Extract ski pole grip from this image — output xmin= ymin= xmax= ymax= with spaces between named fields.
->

┄┄┄┄┄┄

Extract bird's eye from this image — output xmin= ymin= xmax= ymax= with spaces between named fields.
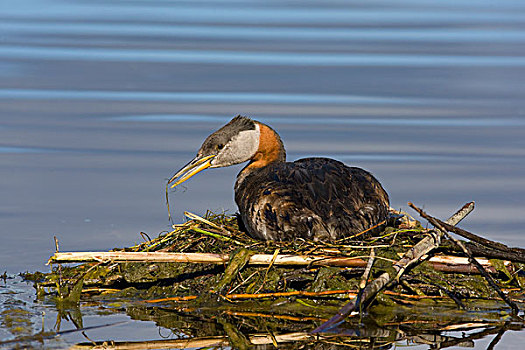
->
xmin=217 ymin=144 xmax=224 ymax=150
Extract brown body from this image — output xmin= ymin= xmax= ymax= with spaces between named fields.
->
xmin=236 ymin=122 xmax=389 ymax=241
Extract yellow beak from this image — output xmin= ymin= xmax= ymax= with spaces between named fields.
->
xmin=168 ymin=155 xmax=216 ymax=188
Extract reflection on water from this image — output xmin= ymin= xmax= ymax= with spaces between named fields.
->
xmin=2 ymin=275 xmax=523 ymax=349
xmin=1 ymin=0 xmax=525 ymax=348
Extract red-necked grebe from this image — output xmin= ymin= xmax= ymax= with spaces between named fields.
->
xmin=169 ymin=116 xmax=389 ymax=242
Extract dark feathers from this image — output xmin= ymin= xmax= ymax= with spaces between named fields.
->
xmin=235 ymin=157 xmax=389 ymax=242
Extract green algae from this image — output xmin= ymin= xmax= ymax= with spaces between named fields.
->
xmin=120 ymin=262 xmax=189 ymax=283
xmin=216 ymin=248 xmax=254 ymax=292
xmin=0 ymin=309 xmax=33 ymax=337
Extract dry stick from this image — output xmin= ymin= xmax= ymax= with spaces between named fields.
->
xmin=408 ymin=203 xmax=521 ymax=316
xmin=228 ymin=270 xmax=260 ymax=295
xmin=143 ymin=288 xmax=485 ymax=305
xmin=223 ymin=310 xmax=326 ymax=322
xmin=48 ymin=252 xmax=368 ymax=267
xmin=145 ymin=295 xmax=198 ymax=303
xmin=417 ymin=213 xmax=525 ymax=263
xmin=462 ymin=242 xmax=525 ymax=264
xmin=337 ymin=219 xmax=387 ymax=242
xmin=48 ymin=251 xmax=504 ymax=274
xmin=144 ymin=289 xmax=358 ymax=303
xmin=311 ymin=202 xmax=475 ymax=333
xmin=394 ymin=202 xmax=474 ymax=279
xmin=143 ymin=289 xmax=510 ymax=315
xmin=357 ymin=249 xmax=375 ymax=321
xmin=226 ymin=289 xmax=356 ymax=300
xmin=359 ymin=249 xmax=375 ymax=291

┄┄┄┄┄┄

# Problem details
Looking at the records, how many of the lines contain the string "image"? Only the number should be given.

# Task solution
9